**EXCERPTED TEXT:**
■ ■ ■ ■ ■ ■ ■

DoorDash is a dynamic logistics marketplace that serves three groups of customers:
- Merchant partners who prepare food or other deliverables,
- Dashers who carry the deliverables to their destinations,
- Consumers who savor a freshly prepared meal from a local restaurant or a bag of groceries from their local grocery store.
For such a real-time platform as DoorDash, just-in-time insights from data generated on-the-fly by the participants of the marketplace is inherently useful to making better decisions for all of our customers. Our company has a hardworking group of engineers and data scientists tackling interesting prediction problems like estimating food preparation time or forecasting demand from customers and supply from our merchants and dashers.
We have already been using insights from aggregations of historical data over a month, a week, or even a day ago for these problems, which gives us very important wins. However, up-to-date knowledge from real-time events about the marketplace turns out to be quite useful in order to react to the ever-evolving nature of the communities that we serve.

■ ■ ■ ■ ■ ■ ■

**Records excerpted from a collection:**
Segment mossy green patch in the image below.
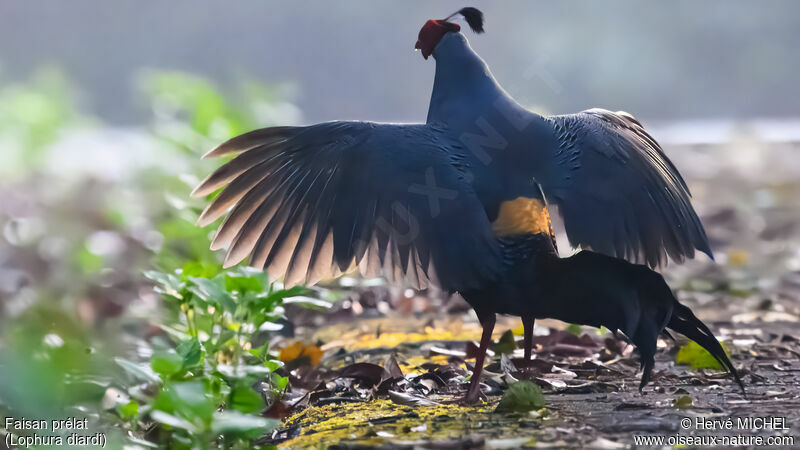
[496,381,544,412]
[280,399,538,448]
[675,341,730,370]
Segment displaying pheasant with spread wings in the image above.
[193,8,741,402]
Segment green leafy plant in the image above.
[108,262,325,448]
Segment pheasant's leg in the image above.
[522,316,534,362]
[463,313,495,403]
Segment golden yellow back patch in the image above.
[492,197,551,236]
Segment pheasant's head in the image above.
[414,7,483,59]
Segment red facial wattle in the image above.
[414,20,461,59]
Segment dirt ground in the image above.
[261,139,800,449]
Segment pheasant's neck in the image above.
[427,33,519,127]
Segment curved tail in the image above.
[539,251,744,391]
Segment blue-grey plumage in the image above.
[428,32,712,267]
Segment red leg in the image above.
[522,316,534,362]
[463,313,495,403]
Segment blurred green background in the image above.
[0,0,800,448]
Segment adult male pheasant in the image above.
[193,8,741,402]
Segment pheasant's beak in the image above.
[414,40,433,59]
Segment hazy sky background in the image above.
[0,0,800,124]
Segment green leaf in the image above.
[271,373,289,392]
[225,274,268,294]
[675,341,728,369]
[150,348,183,376]
[231,383,264,413]
[211,411,281,434]
[150,411,197,433]
[495,381,544,412]
[492,330,517,355]
[114,357,161,383]
[153,381,217,426]
[144,270,185,299]
[283,296,333,310]
[181,261,220,280]
[263,286,311,305]
[177,338,203,367]
[117,400,139,420]
[189,277,236,313]
[672,395,692,409]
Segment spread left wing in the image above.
[193,122,501,290]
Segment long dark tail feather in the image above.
[667,300,745,392]
[537,251,744,392]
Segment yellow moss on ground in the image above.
[280,400,503,448]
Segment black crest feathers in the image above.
[445,6,483,33]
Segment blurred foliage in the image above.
[0,67,89,176]
[0,69,326,448]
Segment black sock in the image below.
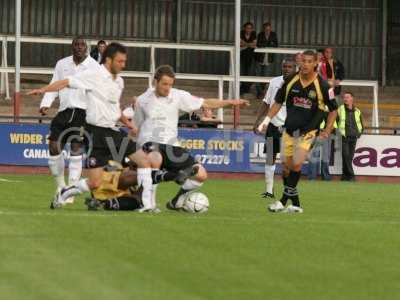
[287,171,301,207]
[103,197,141,210]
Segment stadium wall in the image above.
[0,0,382,80]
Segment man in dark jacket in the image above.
[255,22,278,98]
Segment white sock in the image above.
[48,153,65,190]
[61,179,90,202]
[137,168,155,209]
[68,155,82,185]
[265,165,276,194]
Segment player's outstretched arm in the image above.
[202,99,250,109]
[258,102,282,133]
[253,101,270,133]
[26,79,69,95]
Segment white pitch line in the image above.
[0,211,400,225]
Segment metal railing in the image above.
[0,35,379,128]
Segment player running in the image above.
[134,65,249,209]
[39,37,100,203]
[253,59,296,198]
[28,43,158,211]
[258,50,338,213]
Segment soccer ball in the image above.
[182,192,210,213]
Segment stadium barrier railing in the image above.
[0,35,379,133]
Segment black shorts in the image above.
[157,144,197,172]
[85,124,136,169]
[49,108,86,146]
[264,124,282,159]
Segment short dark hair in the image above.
[154,65,175,81]
[282,57,296,66]
[100,42,127,64]
[303,50,318,60]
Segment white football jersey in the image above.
[263,76,286,127]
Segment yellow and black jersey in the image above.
[275,74,338,135]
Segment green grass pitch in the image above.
[0,175,400,300]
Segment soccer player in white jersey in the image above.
[253,59,296,198]
[134,65,249,209]
[28,43,159,211]
[39,37,100,203]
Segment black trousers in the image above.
[342,137,357,179]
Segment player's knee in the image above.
[118,171,137,190]
[195,165,208,182]
[71,143,82,156]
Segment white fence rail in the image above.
[0,35,379,127]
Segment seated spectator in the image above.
[317,49,327,76]
[337,92,364,181]
[240,22,257,95]
[255,22,278,98]
[90,40,107,64]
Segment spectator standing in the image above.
[337,92,364,181]
[199,107,221,128]
[308,112,337,181]
[240,22,257,95]
[294,52,303,72]
[255,22,278,98]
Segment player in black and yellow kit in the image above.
[258,50,337,212]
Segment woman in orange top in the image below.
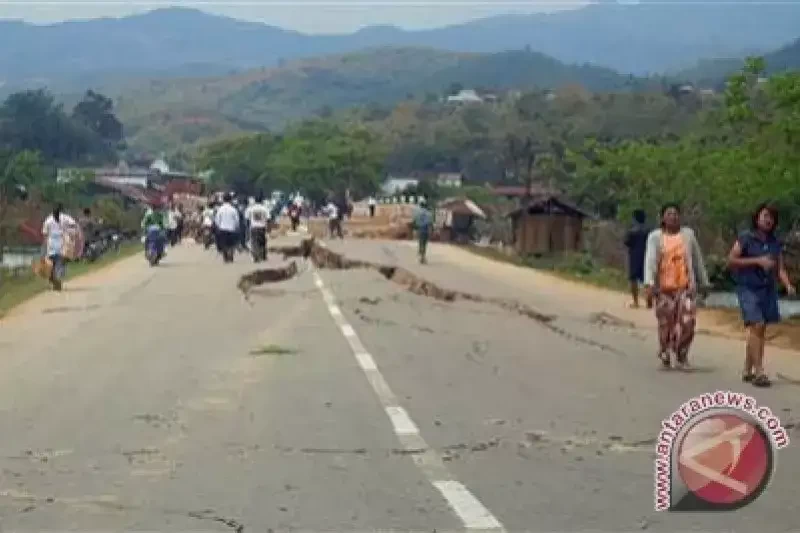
[645,204,709,368]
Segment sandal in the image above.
[753,374,772,387]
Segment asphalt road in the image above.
[0,237,800,532]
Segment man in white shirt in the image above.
[215,193,242,263]
[167,204,183,246]
[324,200,344,239]
[244,195,270,262]
[42,204,78,291]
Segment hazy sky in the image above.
[0,0,585,33]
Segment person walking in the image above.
[42,204,79,291]
[644,204,709,369]
[324,200,344,239]
[215,193,242,263]
[167,203,180,247]
[367,196,378,218]
[625,209,653,309]
[245,194,270,262]
[728,204,796,387]
[413,200,433,264]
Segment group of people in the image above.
[625,204,796,387]
[201,193,276,263]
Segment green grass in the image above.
[0,242,142,319]
[467,246,630,291]
[250,344,297,356]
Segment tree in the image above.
[72,90,123,145]
[0,150,45,256]
[0,89,115,164]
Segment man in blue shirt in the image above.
[414,200,433,264]
[728,204,795,387]
[625,209,653,309]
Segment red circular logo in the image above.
[676,413,772,507]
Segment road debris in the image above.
[250,344,297,356]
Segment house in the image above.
[508,194,589,256]
[447,89,483,104]
[437,197,486,243]
[150,159,169,174]
[436,172,463,187]
[381,176,419,196]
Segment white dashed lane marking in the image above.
[314,271,503,531]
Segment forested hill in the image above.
[0,0,800,80]
[675,39,800,88]
[112,48,645,152]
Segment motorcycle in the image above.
[144,226,165,266]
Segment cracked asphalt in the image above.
[0,239,800,532]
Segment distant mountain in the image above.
[674,39,800,87]
[0,0,800,81]
[106,48,647,152]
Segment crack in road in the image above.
[238,237,627,356]
[187,510,244,533]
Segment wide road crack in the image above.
[238,237,626,356]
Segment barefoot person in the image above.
[644,204,709,368]
[625,209,653,309]
[728,204,795,387]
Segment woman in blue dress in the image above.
[728,204,795,387]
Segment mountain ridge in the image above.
[0,1,800,83]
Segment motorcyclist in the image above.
[142,206,166,257]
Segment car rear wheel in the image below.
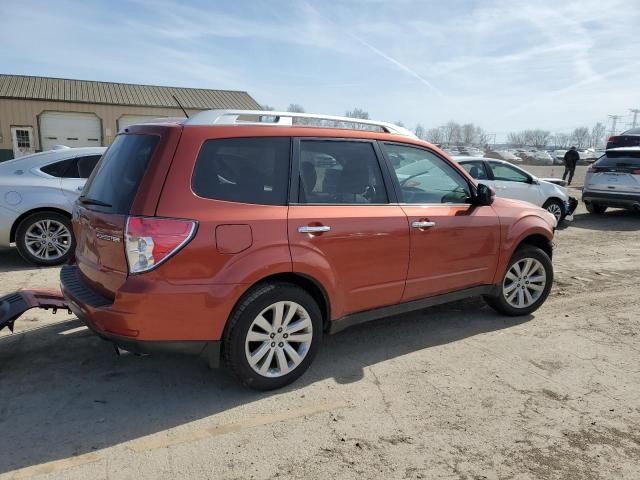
[16,212,75,266]
[584,202,607,215]
[485,245,553,316]
[223,282,322,390]
[542,198,565,223]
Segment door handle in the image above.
[411,220,436,228]
[298,225,331,233]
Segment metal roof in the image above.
[0,74,261,110]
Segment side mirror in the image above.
[473,183,496,206]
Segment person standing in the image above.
[562,145,580,185]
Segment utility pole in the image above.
[608,115,622,137]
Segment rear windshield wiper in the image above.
[78,197,113,208]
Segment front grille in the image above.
[60,265,113,308]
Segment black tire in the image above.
[222,282,323,390]
[584,202,607,215]
[542,198,567,224]
[484,245,553,316]
[16,211,76,267]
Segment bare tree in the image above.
[507,132,525,147]
[571,127,591,148]
[554,133,571,148]
[424,128,444,144]
[460,123,476,145]
[589,122,607,148]
[344,108,369,120]
[441,120,462,145]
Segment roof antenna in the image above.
[171,95,189,118]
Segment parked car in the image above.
[456,157,578,223]
[582,146,640,214]
[484,150,522,163]
[0,147,106,265]
[60,110,556,389]
[607,128,640,150]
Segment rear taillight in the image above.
[124,217,197,273]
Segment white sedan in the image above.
[454,157,577,223]
[0,147,106,265]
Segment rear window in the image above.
[593,152,640,168]
[193,137,291,205]
[81,135,160,215]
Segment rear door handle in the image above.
[298,225,331,233]
[411,220,436,228]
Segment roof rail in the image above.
[182,110,417,138]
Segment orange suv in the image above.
[60,110,555,389]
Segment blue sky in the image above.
[0,0,640,138]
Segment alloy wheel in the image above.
[502,258,547,308]
[24,220,71,262]
[245,301,313,378]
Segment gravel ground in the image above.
[0,167,640,480]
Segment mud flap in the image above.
[0,290,71,332]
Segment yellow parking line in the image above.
[0,452,102,480]
[127,402,348,453]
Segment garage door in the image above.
[40,112,102,150]
[118,115,163,131]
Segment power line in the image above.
[608,115,622,136]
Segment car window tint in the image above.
[384,144,471,203]
[460,162,489,180]
[82,134,160,215]
[491,162,529,183]
[193,137,291,205]
[300,140,389,204]
[593,152,640,168]
[74,155,101,178]
[40,158,74,178]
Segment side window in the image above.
[460,162,489,180]
[192,137,291,205]
[383,144,471,203]
[74,155,101,178]
[299,140,389,204]
[40,158,74,178]
[491,162,529,183]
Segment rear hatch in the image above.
[585,149,640,194]
[73,125,182,298]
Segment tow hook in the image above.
[0,290,71,332]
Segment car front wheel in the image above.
[16,212,75,266]
[485,245,553,316]
[223,282,322,390]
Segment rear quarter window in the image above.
[593,152,640,168]
[80,134,160,215]
[192,137,291,205]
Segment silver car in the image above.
[582,147,640,214]
[0,147,106,265]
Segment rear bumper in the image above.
[60,265,232,366]
[582,190,640,209]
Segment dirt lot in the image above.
[0,167,640,480]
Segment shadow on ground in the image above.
[0,248,47,273]
[0,300,532,473]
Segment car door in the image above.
[288,138,409,318]
[60,155,101,201]
[381,143,500,301]
[488,161,545,207]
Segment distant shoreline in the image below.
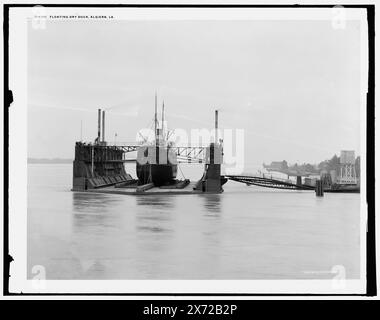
[28,158,74,164]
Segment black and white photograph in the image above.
[4,4,376,295]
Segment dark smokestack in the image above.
[102,110,106,142]
[98,109,102,142]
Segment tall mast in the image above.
[161,101,165,137]
[154,92,157,144]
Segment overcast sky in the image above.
[28,20,360,163]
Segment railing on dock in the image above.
[224,174,315,190]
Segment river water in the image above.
[27,164,360,280]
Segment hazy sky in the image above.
[28,20,360,163]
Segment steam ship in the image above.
[136,95,177,186]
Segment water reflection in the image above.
[136,195,175,209]
[72,192,120,233]
[136,195,176,234]
[202,194,222,217]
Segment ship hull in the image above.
[136,146,177,186]
[136,164,177,186]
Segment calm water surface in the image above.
[28,164,360,280]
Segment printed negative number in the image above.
[187,304,237,314]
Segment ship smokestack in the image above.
[98,109,102,143]
[215,110,218,143]
[161,101,165,137]
[154,92,157,144]
[102,110,106,142]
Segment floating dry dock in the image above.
[72,109,227,195]
[72,109,360,195]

■ ■ ■ ■ ■ ■ ■

**WRITTEN EXERCISE:**
Reproduce the part of the DoorDash passage that runs from "For such a real-time" up to and including "that we serve.".

**FINISHED ANSWER:**
For such a real-time platform as DoorDash, just-in-time insights from data generated on-the-fly by the participants of the marketplace is inherently useful to making better decisions for all of our customers. Our company has a hardworking group of engineers and data scientists tackling interesting prediction problems like estimating food preparation time or forecasting demand from customers and supply from our merchants and dashers.
We have already been using insights from aggregations of historical data over a month, a week, or even a day ago for these problems, which gives us very important wins. However, up-to-date knowledge from real-time events about the marketplace turns out to be quite useful in order to react to the ever-evolving nature of the communities that we serve.